── DATA FOR THIS TASK

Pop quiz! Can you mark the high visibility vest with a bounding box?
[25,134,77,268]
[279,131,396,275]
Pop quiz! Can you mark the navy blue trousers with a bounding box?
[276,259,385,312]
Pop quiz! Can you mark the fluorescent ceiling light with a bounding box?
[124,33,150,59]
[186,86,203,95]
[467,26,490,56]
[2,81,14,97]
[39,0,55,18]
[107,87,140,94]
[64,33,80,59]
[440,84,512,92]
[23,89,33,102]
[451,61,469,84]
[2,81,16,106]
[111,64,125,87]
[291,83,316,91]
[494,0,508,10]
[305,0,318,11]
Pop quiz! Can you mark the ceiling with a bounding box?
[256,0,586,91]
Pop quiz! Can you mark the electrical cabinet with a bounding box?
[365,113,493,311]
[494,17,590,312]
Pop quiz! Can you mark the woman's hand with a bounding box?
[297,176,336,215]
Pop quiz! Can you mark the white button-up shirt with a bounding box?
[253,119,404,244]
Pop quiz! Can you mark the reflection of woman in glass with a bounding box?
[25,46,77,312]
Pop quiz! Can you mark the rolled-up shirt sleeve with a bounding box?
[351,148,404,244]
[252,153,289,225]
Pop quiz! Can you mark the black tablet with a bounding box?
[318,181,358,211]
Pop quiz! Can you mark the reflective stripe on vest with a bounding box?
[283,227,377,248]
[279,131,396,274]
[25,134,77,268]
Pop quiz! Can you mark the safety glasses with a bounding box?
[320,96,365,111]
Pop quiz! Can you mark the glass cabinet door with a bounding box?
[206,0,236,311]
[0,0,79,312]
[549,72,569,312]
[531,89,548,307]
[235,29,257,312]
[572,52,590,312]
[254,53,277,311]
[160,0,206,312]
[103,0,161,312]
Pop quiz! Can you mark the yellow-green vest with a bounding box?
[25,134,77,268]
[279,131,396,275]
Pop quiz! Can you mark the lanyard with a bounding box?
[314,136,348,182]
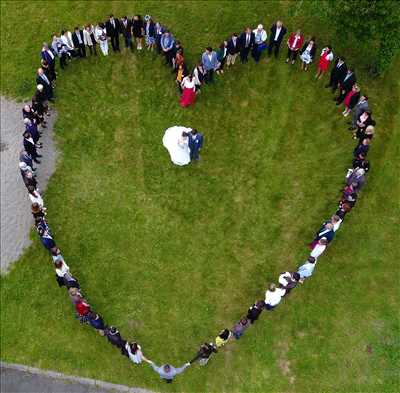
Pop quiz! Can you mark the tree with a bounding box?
[309,0,400,74]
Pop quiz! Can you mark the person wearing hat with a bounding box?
[143,15,156,51]
[251,24,268,63]
[147,360,190,383]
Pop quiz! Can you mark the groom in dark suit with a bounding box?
[189,128,204,161]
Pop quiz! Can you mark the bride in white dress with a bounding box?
[163,126,192,166]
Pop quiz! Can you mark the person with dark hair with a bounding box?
[346,168,367,193]
[189,343,218,366]
[125,342,150,364]
[23,131,42,164]
[27,185,44,206]
[104,326,128,356]
[348,94,369,131]
[36,67,54,101]
[154,22,165,54]
[24,117,42,148]
[297,257,317,284]
[352,155,370,172]
[72,26,86,57]
[215,41,228,75]
[36,219,56,251]
[22,167,37,190]
[356,109,376,137]
[300,37,317,71]
[31,202,46,220]
[226,33,239,67]
[310,237,328,259]
[325,56,347,93]
[232,317,250,340]
[50,247,65,263]
[334,67,357,105]
[193,63,206,94]
[239,27,255,63]
[201,46,218,83]
[83,24,97,56]
[215,329,232,348]
[148,360,190,383]
[251,24,268,63]
[106,15,121,52]
[189,128,204,161]
[335,201,351,220]
[94,22,108,56]
[278,272,300,296]
[179,74,196,106]
[315,45,333,79]
[160,31,175,66]
[121,16,133,51]
[353,138,371,157]
[132,15,143,50]
[87,311,105,336]
[310,221,335,250]
[40,42,57,81]
[246,300,265,324]
[286,30,304,64]
[342,83,360,117]
[264,284,286,311]
[268,20,287,58]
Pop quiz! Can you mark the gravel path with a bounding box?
[0,97,57,273]
[0,363,154,393]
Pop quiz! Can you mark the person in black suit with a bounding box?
[325,57,347,93]
[72,27,86,57]
[239,27,255,63]
[106,15,121,52]
[121,16,133,51]
[23,131,42,164]
[268,20,287,57]
[226,33,239,67]
[36,68,54,101]
[335,67,357,105]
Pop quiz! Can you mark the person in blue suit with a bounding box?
[189,128,204,161]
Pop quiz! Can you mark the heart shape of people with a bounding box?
[14,10,374,388]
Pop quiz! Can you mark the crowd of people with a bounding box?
[19,15,375,382]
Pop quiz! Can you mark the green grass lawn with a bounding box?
[1,1,400,393]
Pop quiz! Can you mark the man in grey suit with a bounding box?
[201,47,218,83]
[349,95,369,130]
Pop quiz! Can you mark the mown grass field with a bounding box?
[1,1,400,393]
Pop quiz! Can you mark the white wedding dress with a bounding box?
[163,126,191,166]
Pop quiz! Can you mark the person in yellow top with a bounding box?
[215,329,232,348]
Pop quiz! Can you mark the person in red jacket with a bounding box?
[286,30,304,64]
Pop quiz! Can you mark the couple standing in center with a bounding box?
[163,126,204,166]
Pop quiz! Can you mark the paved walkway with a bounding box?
[0,362,154,393]
[0,97,56,273]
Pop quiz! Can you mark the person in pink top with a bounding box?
[315,45,333,79]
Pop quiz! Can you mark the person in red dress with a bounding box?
[315,46,333,79]
[180,74,196,108]
[342,84,360,117]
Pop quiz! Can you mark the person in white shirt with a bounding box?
[251,24,267,63]
[310,237,328,259]
[83,25,97,56]
[265,284,286,310]
[94,22,108,56]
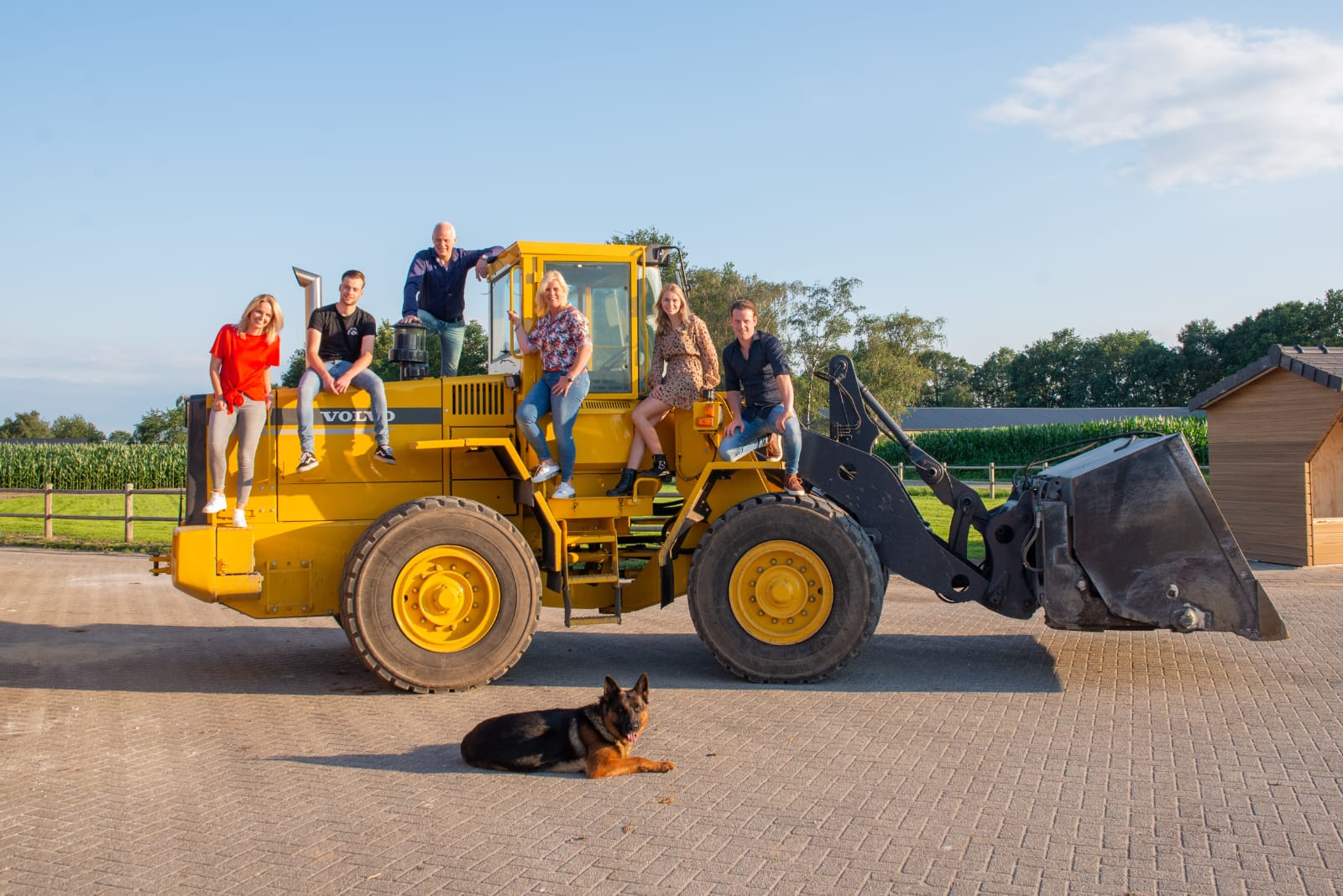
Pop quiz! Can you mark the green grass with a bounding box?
[0,495,179,550]
[907,486,1010,562]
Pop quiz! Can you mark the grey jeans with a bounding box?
[210,396,266,507]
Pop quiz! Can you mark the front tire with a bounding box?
[687,493,886,683]
[340,497,541,694]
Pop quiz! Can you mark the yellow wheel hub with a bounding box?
[392,546,499,654]
[728,540,834,645]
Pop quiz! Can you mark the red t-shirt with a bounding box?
[210,323,280,410]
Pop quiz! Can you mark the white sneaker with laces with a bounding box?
[532,459,560,483]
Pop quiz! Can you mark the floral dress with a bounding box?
[649,314,719,410]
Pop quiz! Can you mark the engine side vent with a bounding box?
[447,377,512,423]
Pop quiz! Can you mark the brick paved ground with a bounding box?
[0,550,1343,894]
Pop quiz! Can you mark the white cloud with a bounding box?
[985,22,1343,188]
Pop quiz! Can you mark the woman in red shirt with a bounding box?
[204,294,285,529]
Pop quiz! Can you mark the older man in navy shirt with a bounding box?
[401,221,502,377]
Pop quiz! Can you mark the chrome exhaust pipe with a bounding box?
[294,267,322,321]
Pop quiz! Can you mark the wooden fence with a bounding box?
[0,483,186,542]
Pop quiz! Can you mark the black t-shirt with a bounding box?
[307,305,378,363]
[723,330,792,410]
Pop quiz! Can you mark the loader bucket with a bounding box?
[1030,433,1287,641]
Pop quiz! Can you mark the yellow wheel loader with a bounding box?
[153,242,1287,692]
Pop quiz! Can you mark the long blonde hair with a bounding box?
[238,293,285,342]
[532,271,569,320]
[654,283,694,333]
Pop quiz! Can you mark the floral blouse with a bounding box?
[526,305,593,372]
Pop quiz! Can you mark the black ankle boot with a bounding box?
[606,466,638,497]
[640,455,672,482]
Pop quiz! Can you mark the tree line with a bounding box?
[609,228,1343,415]
[10,227,1343,444]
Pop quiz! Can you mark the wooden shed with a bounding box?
[1189,345,1343,566]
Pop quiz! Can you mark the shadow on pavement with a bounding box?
[0,623,1061,695]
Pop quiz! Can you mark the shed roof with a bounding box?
[1189,345,1343,410]
[900,408,1199,432]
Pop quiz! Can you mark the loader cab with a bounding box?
[489,242,676,401]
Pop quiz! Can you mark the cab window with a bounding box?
[542,262,634,394]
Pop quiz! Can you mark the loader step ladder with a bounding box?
[560,517,634,628]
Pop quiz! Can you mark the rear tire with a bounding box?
[340,497,541,694]
[687,493,886,683]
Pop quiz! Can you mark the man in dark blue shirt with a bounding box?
[401,227,502,377]
[719,300,806,495]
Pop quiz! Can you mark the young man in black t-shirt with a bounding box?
[295,271,396,473]
[719,300,806,495]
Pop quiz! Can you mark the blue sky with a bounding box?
[0,0,1343,432]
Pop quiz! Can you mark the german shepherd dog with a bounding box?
[462,674,676,778]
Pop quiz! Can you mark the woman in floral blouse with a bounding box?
[606,283,719,497]
[508,271,593,497]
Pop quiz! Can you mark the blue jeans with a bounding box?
[298,361,388,451]
[719,405,802,473]
[415,309,466,377]
[517,370,589,482]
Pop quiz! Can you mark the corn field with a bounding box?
[875,416,1207,466]
[0,441,186,490]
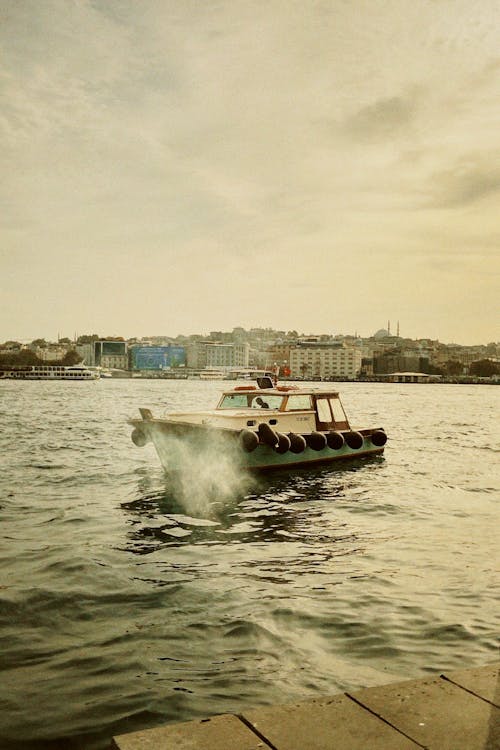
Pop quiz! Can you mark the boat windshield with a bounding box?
[217,391,283,409]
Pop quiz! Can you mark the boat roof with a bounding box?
[224,385,339,397]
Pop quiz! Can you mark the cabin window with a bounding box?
[286,395,311,411]
[251,393,283,409]
[330,398,347,422]
[316,398,332,422]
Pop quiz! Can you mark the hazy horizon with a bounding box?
[0,0,500,345]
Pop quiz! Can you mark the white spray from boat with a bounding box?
[156,432,251,518]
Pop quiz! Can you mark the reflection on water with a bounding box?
[121,456,384,554]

────

- [GOAL]: Copy out everything in the data from the line containing "Pop quiz! Can you mark the paved" down to the line containing "[1030,433,1287,641]", including both of those lines. Leave the pictures out of your copy.

- [ANSWER TO THIS TASK]:
Pop quiz! Can you mark the paved walkway with a bounding box?
[0,362,154,393]
[0,97,56,273]
Pop quiz! Can you mark the person in pink top with a bounding box?
[315,45,333,79]
Pop quiz! Can you mark the person in red dress with a bounding box?
[315,46,333,79]
[180,74,196,108]
[342,84,360,117]
Pop quiz! Can you mark the person in white shirt with a bounding box?
[251,24,267,63]
[310,237,328,259]
[83,25,97,56]
[265,284,286,310]
[94,22,108,56]
Pop quiz! Can you mark the green grass with a bounding box?
[0,495,179,550]
[907,486,1010,562]
Pop quiz! Can you mark the grey jeans with a bounding box?
[210,396,266,507]
Pop quiz! Can you mark the front tire with a bounding box?
[687,493,886,683]
[340,497,541,694]
Pop quiz! Can you mark the yellow wheel hub with a bounding box?
[392,546,499,654]
[728,540,834,645]
Pop quiz! Can you mark the red t-shirt with a bounding box?
[210,323,280,410]
Pop quiz! Can you mark the white sneaker with laces with a bounding box?
[532,459,560,483]
Pop quiz! Can you mark the floral dress with a bounding box?
[649,314,719,410]
Pop quiz! Can you mark the engine side vent with a bounding box?
[447,377,512,423]
Pop quiz! Can you mark the brick paved ground with a bounding box?
[0,550,1343,894]
Pop quiz! Can you mark the white cloud with a bounding box?
[985,22,1343,188]
Pop quiz! Can you mark the woman in red shirt with a bounding box?
[204,294,285,529]
Pop quiz! Can you mark the older man in navy shirt with a bounding box?
[401,221,502,377]
Pop quiz! Can you mark the chrome exhaust pipe with a bounding box?
[294,267,322,321]
Pop quiz! Can you mark the wooden fence with a bounding box?
[0,483,186,542]
Pop quiz! Can you mark the black t-shirt with a bounding box?
[307,305,378,363]
[723,330,792,410]
Pop quiz! Can you mark the loader bucket with a bounding box?
[1030,433,1287,641]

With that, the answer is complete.